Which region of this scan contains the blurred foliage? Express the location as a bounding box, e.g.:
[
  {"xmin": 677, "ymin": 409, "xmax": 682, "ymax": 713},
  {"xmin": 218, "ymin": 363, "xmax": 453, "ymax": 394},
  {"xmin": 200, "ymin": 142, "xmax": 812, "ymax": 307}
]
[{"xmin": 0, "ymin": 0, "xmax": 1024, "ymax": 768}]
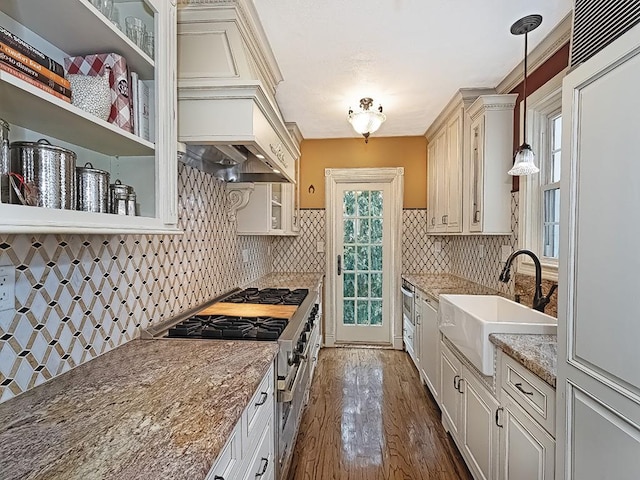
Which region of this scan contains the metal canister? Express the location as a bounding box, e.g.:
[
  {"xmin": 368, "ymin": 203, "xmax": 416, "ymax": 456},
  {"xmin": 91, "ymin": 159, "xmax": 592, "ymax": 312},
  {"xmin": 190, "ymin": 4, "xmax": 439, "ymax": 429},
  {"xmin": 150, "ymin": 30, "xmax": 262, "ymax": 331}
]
[
  {"xmin": 0, "ymin": 118, "xmax": 12, "ymax": 203},
  {"xmin": 9, "ymin": 139, "xmax": 76, "ymax": 210},
  {"xmin": 76, "ymin": 162, "xmax": 109, "ymax": 213},
  {"xmin": 127, "ymin": 193, "xmax": 136, "ymax": 217},
  {"xmin": 109, "ymin": 179, "xmax": 133, "ymax": 215}
]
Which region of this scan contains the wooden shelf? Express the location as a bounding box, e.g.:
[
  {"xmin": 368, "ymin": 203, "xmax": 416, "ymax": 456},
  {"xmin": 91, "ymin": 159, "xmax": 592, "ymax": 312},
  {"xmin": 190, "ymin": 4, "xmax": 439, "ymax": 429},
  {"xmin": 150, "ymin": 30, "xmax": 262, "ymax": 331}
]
[
  {"xmin": 0, "ymin": 71, "xmax": 155, "ymax": 156},
  {"xmin": 0, "ymin": 203, "xmax": 183, "ymax": 234},
  {"xmin": 1, "ymin": 0, "xmax": 155, "ymax": 80}
]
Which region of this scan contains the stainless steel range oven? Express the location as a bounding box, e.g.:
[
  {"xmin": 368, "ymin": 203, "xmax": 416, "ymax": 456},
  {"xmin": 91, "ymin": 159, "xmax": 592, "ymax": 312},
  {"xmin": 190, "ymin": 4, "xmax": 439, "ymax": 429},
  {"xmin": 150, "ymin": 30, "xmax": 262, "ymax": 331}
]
[{"xmin": 143, "ymin": 288, "xmax": 321, "ymax": 478}]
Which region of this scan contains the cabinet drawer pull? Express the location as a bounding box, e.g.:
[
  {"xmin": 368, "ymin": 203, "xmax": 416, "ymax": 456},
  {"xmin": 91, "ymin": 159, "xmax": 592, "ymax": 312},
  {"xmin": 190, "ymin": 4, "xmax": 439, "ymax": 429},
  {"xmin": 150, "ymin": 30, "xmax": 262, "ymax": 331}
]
[
  {"xmin": 255, "ymin": 392, "xmax": 269, "ymax": 407},
  {"xmin": 256, "ymin": 457, "xmax": 269, "ymax": 477},
  {"xmin": 496, "ymin": 407, "xmax": 504, "ymax": 428},
  {"xmin": 515, "ymin": 383, "xmax": 533, "ymax": 396}
]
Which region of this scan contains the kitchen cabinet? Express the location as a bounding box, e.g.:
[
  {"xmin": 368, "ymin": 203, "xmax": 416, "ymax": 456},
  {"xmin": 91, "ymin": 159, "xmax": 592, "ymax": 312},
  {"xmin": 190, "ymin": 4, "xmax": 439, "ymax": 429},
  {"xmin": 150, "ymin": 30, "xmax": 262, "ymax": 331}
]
[
  {"xmin": 0, "ymin": 0, "xmax": 177, "ymax": 233},
  {"xmin": 236, "ymin": 183, "xmax": 299, "ymax": 235},
  {"xmin": 207, "ymin": 364, "xmax": 275, "ymax": 480},
  {"xmin": 415, "ymin": 290, "xmax": 440, "ymax": 404},
  {"xmin": 426, "ymin": 89, "xmax": 494, "ymax": 234},
  {"xmin": 464, "ymin": 94, "xmax": 517, "ymax": 235},
  {"xmin": 556, "ymin": 23, "xmax": 640, "ymax": 480}
]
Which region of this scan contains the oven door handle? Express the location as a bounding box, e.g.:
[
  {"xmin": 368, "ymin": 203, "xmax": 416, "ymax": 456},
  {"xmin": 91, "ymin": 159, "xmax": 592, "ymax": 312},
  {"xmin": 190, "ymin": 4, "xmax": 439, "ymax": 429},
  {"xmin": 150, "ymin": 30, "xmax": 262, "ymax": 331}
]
[
  {"xmin": 278, "ymin": 362, "xmax": 307, "ymax": 403},
  {"xmin": 400, "ymin": 287, "xmax": 415, "ymax": 298}
]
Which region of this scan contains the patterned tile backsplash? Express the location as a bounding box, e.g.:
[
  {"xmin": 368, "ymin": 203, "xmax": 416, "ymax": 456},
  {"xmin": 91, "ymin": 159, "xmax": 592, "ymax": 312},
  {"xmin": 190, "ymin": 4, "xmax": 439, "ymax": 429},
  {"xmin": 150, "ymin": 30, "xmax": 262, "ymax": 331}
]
[{"xmin": 0, "ymin": 164, "xmax": 271, "ymax": 401}]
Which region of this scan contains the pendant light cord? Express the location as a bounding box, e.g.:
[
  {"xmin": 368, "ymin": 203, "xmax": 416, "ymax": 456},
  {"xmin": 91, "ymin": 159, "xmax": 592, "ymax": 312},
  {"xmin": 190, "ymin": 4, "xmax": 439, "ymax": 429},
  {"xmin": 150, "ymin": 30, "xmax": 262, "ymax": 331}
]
[{"xmin": 522, "ymin": 32, "xmax": 529, "ymax": 145}]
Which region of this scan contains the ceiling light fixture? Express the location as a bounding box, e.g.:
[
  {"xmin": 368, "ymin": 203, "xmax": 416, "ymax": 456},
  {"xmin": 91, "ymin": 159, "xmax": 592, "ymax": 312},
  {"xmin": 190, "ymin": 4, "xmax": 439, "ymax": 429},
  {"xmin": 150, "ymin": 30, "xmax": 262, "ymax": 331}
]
[
  {"xmin": 347, "ymin": 97, "xmax": 387, "ymax": 143},
  {"xmin": 508, "ymin": 15, "xmax": 542, "ymax": 175}
]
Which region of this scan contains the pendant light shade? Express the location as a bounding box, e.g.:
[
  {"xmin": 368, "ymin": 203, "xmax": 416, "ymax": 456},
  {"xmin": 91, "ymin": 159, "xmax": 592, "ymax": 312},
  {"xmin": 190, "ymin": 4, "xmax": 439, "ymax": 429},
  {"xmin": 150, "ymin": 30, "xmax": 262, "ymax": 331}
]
[
  {"xmin": 347, "ymin": 98, "xmax": 387, "ymax": 143},
  {"xmin": 507, "ymin": 15, "xmax": 542, "ymax": 175}
]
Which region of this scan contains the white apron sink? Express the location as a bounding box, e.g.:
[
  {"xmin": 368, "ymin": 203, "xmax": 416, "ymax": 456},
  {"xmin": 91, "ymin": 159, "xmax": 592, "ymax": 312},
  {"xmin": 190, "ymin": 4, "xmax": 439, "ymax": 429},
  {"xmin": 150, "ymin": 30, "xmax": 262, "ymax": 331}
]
[{"xmin": 438, "ymin": 295, "xmax": 558, "ymax": 375}]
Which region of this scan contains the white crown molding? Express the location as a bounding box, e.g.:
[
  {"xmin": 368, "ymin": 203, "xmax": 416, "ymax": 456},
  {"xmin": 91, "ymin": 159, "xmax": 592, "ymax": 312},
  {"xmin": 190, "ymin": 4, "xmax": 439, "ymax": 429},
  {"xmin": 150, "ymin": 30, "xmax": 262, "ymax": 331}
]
[
  {"xmin": 496, "ymin": 11, "xmax": 573, "ymax": 93},
  {"xmin": 225, "ymin": 183, "xmax": 255, "ymax": 223}
]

━━━

→ Task prompt: Please pick out every line in the items above that contains the word "white", and copy each of those lines in full.

→ Worked answer:
Which region of this scan contains the white apron sink? Express the location as a bounding box, e.g.:
Which region of this scan contains the white crown molding? Express the location as a bounding box, e.g.:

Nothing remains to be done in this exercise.